**Supplied records**
* start *

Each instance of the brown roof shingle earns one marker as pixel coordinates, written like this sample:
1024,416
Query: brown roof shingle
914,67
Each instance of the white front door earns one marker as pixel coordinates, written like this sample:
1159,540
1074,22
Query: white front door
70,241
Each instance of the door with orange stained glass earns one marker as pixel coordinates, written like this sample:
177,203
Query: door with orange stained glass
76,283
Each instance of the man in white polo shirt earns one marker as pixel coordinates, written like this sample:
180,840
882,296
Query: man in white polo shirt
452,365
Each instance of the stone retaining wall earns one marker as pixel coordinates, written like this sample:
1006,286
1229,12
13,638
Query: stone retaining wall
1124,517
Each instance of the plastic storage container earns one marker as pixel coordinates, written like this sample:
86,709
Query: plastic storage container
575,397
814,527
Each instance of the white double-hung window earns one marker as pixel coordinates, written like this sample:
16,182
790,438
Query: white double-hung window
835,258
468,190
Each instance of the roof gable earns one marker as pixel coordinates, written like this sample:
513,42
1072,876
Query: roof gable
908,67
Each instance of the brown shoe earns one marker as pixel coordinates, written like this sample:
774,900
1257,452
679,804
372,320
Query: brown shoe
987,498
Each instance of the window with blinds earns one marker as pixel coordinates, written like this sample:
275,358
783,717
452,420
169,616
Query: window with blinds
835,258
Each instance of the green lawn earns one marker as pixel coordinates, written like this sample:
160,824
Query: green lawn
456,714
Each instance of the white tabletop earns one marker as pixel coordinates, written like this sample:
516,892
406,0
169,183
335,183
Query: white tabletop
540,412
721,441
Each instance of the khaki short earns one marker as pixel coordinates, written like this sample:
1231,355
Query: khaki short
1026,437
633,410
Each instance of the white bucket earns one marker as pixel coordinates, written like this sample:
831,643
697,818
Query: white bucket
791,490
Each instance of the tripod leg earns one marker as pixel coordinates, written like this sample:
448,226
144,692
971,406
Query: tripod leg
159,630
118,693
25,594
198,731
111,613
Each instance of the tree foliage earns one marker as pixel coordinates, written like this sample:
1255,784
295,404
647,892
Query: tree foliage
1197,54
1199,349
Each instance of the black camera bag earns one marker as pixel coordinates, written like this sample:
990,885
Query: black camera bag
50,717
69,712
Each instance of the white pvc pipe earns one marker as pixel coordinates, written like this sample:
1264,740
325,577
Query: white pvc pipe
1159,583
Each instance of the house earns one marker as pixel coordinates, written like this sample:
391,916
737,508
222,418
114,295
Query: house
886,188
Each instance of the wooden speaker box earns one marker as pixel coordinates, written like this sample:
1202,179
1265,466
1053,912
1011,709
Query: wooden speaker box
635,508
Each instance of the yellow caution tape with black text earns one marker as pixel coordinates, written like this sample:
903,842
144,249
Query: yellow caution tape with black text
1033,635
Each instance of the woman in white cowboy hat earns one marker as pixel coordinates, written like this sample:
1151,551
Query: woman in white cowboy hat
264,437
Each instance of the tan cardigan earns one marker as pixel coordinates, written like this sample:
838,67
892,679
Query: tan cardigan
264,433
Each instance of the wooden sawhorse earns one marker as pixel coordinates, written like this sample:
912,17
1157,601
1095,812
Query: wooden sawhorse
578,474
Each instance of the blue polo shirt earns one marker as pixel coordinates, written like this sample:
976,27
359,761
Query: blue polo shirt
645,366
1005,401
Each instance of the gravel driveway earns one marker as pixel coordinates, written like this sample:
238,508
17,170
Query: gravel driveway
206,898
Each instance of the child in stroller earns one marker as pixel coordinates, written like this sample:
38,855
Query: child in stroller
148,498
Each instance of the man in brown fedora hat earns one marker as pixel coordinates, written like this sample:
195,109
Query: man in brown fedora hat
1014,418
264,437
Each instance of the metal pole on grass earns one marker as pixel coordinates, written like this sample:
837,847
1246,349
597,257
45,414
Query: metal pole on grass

* end *

**Directions**
Go through the listing and copy all of it exactly.

**Output of the task**
Each instance of the brown roof shingle earns one marker as pixel coordinates, written like this sample:
1024,416
Query: brown roof shingle
914,67
Each instance of the white front door earns one marker as pixel coordinates, written like this sample:
1159,540
1074,22
Query: white front door
70,241
Each instance of the door with orange stained glass earns one marker as pixel coordinates, written like this sample:
177,203
Query: door with orange stained glass
76,283
Each instance of the man in white polo shirt earns one marker as pixel coordinates, written like this sample:
180,840
882,296
Query: man in white polo shirt
452,365
Each instance of the stone retaining wall earns one marker as pixel coordinates, written like this sample:
1006,286
1229,12
13,638
Query: stone retaining wall
1124,517
Each instance of the plastic storage container earns one marker as pixel coordinates, written like this sample:
86,709
Query: plastic storage container
575,397
814,527
Each instance of the white double-hung window earns one marker as pixel coordinates, written like this sample:
16,182
790,438
Query: white double-hung window
835,258
468,190
Each instance of the roof gable earns one marker as pixel coordinates, written like this sample:
513,42
1072,876
Query: roof gable
908,67
Each instance of the brown shoe earns one marker as pixel coordinates, written like this sample:
774,900
1257,452
679,804
372,320
Query: brown shoe
987,498
Each instance of the window with blinds earns one marker as pixel coordinates, written like this sample:
275,358
783,717
452,420
169,616
Query: window with blinds
835,258
Each instance of the green lawn earns one marker as pixel coordinates, written like this sample:
160,824
Query: green lawn
456,714
Each instance of the white tabletop earns one marker as pixel coordinates, written like this sample:
516,892
406,0
169,183
335,183
Query: white tabletop
540,412
721,441
Each instance of the khaki short earns one marker as pixel coordinates, written like this sample:
1231,355
Query: khaki short
1026,437
633,410
Each instance of the white bucket earns one marker as pixel coordinates, written like this sample:
831,643
697,818
Query: white bucket
791,490
Each instance of the tripod leg earns one marker as pixel coordinates, written like this sample:
448,226
144,692
971,406
Query: tripod leg
159,630
118,693
25,594
198,731
111,613
Each instance of the tree foliage earns one marker as pixel coordinates, written like this sample:
1255,784
295,404
647,892
Query: tree foliage
1197,54
1199,349
Each instance of the black camera bag earns one marker as pixel coordinates, written like this sample:
990,885
Query: black camera bag
50,717
69,712
Each instance of the white pvc pipe earns one marker as pixel coordinates, written like this sample:
1264,740
325,577
Query: white pvc pipe
1159,583
Each instance of the house earns one marker as pixel coordinates, written like this sample:
391,916
737,508
222,418
114,295
Query: house
886,188
Each instance of the wooden speaker box earns one marker as pixel coordinates, written like this sample:
1202,179
1265,466
1053,912
1011,709
Query: wooden speaker box
635,508
Each instance of the yellow caution tape with black text earns one marker as pixel coordinates, written like this sample:
903,842
144,249
Query: yellow caution tape with black text
1033,635
Each instance of the woman in white cowboy hat earns one marker as pixel coordinates, written like this sample:
1151,551
Query: woman in white cowboy hat
264,437
Each instance of the tan cardigan earns one marker as pixel coordinates, written like this sample:
838,67
892,679
Query: tan cardigan
264,433
Each instance of the wooden sawhorse earns one marker as pixel coordinates, written like this sample:
912,17
1157,601
1095,812
Query: wooden sawhorse
578,474
Each instance of the blue polo shirt earns one marker as pixel coordinates, written like this sample:
976,27
359,761
Query: blue polo shirt
645,366
1005,401
Each instance of the gravel driveway earns one marker as pixel coordinates, written like this sample:
238,508
17,170
Query: gravel driveway
206,898
Each instance of the child in stroller earns one marker as pixel coordinates, written like this sample:
38,855
Query: child in stroller
148,498
Each instance of the man in brown fedora hat earns one marker as pixel coordinates, written like this sample:
195,109
Query: man in brown fedora hat
1014,418
264,437
Each instance of the metal pole on grass earns one marker as pixel coordinates, written like this sample:
837,847
1246,349
597,257
45,414
Query: metal pole on grass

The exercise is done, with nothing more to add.